Supplied data:
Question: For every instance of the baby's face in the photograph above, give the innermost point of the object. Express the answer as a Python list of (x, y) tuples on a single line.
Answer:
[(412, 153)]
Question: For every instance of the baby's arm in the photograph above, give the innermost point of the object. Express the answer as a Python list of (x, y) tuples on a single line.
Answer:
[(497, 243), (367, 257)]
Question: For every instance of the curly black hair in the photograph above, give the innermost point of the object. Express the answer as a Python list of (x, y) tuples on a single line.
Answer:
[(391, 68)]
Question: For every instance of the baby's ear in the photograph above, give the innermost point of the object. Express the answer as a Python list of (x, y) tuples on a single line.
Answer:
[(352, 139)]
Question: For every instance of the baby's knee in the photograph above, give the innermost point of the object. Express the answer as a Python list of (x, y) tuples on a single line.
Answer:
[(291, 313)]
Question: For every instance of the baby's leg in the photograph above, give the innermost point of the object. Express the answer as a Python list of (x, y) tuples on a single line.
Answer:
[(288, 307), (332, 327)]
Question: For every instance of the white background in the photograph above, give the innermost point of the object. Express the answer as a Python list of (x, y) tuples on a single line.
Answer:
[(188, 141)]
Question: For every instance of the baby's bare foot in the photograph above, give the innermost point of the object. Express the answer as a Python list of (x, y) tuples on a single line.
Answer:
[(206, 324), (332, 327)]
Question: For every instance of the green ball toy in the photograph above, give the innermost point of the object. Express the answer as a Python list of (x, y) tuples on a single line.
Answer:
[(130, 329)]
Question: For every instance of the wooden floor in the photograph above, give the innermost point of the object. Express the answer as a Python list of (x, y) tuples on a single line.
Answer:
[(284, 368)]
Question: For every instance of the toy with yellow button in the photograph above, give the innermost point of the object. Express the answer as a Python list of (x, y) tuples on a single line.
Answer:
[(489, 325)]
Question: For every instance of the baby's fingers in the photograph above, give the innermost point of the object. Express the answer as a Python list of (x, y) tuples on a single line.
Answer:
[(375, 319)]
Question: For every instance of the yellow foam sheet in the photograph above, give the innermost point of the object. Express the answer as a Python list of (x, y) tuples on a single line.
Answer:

What you have to do:
Print all of the rows above again, word for word, with nothing changed.

Task output:
Question: For every instance of the baby's face in the photograph above, give the innermost point of the object. Express the answer as a Python list of (x, y) tuples on a single line.
Answer:
[(412, 153)]
Question: For every instance of the baby's arm in the photograph above, give the innermost point of the object. Express the answer as a Python list of (x, y) tuples on a single line.
Answer:
[(497, 243), (367, 257)]
Question: For every instance of the curly black hair in the photograph above, give the innermost point of the object. Express the answer as a Python list of (x, y) tuples on a single line.
Answer:
[(391, 68)]
Question: For every instance of the baby's ear in the photograph above, give the innermost point of the object. Express the answer as a Python list of (x, y) tuples on a single line.
Answer:
[(352, 139)]
Question: For every instance of the baby's knee in the photograph above, give the innermost point of the object. Express the answer as a Python list of (x, y) tuples on a single line.
Answer:
[(291, 313)]
Question: For every instance of the baby's leg in the photograph above, give the innermost point of the object. Express the answer as a Python list of (x, y) tuples on a single line.
Answer:
[(288, 307), (332, 327)]
Question: For every instance of the white background in the photograph above, give the innermost point of the object. Express the answer as a Python list of (x, y) tuples on a single line.
Answer:
[(188, 141)]
Question: For every instance of the baby's bare foot in the photograph above, give the innermost point of the object. Express the answer as a Python list of (x, y) tuples on a single line.
Answer:
[(206, 324), (332, 327)]
Question: For every instance of the green ball toy in the photograph above, give the innermost point of the object. Express the answer as a Python list of (x, y) tuples on a single line.
Answer:
[(130, 329)]
Question: For every instance of the wooden floor in the photograph above, give the innermost point of the object. Express the answer as a Python list of (x, y) tuples on a single line.
Answer:
[(284, 368)]
Question: For every instance of the toy with yellow button in the photograph above, give the innermost point of the object. Express the answer as a Python list of (x, y) tuples on a single line.
Answer:
[(489, 325)]
Question: For every instance of the baby's fingers in the photograph above, give the innermost point of the object. Express the answer as a Python list of (x, y) tuples on a single line.
Answer:
[(375, 319)]
Question: For every instance of the yellow foam sheet in the photograph above, give the innermost point of the object. Express the answer as a Python list of (x, y) tuples on a single line.
Answer:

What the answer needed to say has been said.